_EXTRACTED MATERIAL_.

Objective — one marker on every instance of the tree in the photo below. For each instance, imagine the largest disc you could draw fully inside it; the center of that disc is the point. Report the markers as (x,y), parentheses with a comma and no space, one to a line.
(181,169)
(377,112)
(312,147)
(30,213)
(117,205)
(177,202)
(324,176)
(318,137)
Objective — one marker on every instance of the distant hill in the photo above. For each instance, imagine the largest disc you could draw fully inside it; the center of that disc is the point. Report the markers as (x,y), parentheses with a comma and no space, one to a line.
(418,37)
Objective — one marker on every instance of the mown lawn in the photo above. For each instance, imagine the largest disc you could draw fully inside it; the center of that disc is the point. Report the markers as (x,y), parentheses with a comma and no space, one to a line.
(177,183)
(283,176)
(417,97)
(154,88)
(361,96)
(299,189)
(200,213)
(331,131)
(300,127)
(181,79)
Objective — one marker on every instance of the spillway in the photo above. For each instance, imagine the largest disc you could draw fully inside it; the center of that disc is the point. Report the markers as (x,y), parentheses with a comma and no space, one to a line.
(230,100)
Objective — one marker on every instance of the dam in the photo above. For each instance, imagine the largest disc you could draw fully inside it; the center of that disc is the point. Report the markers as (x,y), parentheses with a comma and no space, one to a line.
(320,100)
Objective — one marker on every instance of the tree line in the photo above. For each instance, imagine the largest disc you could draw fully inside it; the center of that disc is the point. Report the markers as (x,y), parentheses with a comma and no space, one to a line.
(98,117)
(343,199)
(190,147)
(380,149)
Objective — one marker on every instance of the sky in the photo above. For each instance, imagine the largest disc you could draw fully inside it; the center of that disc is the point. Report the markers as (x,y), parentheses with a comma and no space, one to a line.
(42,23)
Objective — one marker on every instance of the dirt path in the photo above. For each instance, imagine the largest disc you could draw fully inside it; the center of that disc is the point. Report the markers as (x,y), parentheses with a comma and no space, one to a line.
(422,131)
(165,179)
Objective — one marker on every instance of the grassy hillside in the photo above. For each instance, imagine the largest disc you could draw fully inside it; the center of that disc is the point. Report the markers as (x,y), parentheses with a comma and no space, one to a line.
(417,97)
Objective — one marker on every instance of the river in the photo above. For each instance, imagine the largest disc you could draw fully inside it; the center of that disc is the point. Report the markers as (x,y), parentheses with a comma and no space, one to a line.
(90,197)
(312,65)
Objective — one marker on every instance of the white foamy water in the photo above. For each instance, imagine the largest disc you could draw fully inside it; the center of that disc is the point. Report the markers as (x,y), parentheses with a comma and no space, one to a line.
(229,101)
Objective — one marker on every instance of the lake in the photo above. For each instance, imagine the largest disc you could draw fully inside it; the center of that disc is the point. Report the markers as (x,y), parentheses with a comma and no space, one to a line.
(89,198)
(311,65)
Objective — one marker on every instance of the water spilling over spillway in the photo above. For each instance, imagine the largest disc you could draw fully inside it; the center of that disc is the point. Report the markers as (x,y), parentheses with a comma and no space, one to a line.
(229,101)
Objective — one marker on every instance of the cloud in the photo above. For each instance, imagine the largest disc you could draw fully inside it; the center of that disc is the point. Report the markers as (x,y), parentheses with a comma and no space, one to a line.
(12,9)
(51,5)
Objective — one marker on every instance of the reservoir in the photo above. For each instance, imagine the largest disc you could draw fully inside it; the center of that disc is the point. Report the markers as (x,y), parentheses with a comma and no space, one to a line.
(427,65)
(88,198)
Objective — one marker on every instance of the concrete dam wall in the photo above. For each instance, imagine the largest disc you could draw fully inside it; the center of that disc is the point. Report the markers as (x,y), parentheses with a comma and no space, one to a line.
...
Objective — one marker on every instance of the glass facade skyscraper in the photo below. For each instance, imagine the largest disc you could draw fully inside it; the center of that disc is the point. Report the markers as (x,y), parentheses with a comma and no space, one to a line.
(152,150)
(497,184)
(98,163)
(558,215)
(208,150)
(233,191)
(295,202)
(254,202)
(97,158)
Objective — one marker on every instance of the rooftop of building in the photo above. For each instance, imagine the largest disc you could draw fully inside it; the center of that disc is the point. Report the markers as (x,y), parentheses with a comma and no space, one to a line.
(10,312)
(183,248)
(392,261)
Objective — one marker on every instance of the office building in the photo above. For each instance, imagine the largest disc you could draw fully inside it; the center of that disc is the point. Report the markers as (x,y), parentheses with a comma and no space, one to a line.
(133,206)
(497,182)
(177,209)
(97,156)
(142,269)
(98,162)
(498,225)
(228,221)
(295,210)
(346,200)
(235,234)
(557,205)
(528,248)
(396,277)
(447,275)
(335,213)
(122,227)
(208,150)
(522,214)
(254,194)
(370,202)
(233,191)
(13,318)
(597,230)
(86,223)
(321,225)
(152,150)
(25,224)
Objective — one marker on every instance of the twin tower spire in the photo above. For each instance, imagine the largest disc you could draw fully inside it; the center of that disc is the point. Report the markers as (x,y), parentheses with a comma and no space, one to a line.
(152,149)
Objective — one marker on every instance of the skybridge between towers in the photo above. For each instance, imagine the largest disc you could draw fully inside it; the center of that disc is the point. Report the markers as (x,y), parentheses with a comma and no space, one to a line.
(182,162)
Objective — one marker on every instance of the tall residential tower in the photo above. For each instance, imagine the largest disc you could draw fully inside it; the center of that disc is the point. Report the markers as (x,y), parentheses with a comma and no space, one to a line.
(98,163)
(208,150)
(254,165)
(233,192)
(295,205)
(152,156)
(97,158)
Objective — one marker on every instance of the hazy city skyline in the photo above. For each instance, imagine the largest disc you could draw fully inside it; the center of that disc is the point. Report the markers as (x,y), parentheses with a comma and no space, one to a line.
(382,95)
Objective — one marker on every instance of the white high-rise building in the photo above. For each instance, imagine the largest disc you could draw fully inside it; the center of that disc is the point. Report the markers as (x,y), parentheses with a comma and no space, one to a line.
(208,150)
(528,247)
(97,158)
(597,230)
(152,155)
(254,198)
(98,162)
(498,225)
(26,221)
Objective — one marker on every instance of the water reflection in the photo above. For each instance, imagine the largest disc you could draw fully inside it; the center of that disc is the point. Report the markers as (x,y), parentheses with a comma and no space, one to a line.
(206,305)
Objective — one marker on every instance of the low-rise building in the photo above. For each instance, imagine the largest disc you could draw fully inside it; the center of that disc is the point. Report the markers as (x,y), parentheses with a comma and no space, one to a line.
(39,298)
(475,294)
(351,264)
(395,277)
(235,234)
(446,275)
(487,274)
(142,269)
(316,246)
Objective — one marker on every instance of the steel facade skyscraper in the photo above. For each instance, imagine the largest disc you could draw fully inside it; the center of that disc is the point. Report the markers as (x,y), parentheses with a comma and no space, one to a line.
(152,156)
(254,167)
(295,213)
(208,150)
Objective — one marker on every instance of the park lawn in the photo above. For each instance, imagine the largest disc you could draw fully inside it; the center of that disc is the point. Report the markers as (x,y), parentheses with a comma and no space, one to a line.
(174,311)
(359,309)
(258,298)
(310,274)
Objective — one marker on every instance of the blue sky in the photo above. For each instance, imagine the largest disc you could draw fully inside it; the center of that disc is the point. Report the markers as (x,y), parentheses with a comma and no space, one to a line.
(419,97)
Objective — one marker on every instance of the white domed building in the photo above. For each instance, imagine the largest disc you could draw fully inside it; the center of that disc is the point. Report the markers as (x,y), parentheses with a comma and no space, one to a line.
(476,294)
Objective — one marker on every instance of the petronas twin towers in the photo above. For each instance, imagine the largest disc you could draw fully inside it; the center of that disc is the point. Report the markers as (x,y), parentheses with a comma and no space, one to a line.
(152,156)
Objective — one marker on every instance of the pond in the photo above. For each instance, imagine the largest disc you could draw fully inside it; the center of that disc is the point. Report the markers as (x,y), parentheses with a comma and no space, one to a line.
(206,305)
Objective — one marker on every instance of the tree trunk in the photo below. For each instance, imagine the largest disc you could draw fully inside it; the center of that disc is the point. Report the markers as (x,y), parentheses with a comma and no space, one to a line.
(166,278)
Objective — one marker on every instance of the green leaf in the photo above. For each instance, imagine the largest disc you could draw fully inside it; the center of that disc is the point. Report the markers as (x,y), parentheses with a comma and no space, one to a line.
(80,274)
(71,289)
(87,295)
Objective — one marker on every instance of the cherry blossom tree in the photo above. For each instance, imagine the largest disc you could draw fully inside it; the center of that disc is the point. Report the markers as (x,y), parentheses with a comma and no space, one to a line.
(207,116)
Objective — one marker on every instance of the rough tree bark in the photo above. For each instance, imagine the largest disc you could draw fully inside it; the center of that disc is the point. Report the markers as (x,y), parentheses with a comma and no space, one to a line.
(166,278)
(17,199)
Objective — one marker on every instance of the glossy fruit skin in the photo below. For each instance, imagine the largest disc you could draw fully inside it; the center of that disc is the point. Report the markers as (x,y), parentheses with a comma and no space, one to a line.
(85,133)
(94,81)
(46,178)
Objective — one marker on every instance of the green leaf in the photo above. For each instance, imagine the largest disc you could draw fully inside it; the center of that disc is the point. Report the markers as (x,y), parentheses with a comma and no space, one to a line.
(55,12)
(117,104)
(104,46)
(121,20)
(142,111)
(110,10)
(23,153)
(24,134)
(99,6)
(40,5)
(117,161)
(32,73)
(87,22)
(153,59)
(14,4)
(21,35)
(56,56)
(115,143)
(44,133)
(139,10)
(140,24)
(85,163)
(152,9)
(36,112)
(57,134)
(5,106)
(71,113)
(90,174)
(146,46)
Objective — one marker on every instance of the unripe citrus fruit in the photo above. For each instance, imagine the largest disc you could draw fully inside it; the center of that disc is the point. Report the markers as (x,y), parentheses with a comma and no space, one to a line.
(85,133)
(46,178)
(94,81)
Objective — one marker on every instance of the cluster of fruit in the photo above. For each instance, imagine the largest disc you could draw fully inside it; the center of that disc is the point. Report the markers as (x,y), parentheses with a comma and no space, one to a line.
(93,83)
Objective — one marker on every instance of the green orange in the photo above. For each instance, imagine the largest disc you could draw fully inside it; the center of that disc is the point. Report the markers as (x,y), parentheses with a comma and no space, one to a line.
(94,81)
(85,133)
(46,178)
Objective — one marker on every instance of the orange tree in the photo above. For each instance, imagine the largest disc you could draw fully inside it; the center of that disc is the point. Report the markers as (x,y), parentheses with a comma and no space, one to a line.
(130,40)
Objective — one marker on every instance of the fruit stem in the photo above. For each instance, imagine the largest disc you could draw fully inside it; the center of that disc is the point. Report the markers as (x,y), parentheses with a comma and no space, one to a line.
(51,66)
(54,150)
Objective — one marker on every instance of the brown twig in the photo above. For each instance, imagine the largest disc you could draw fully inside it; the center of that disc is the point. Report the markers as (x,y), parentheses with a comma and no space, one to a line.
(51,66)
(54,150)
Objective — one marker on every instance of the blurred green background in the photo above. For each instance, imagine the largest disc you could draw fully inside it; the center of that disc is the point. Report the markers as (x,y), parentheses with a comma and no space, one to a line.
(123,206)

_INSTRUCTION_.
Extract each row above that contains the word "lawn", reproducing it in full; matching is case-sensitive.

_FULL SOLUTION_.
Objective — one marker on every instance of the mown lawn in the photo above. For each instance, imagine the largest disc you could draw fully inside it; the center of that disc is the point. Report the markers as (x,y), parentheses with a comma and no space, one to a line.
Objective — one marker on every instance of the park lawn in the photo above. For each instance, imagine the largest disc you could draw fully inside it; the center of that disc is the point. Report the markers as (x,y), parentheses with a comma and no space, one to a line.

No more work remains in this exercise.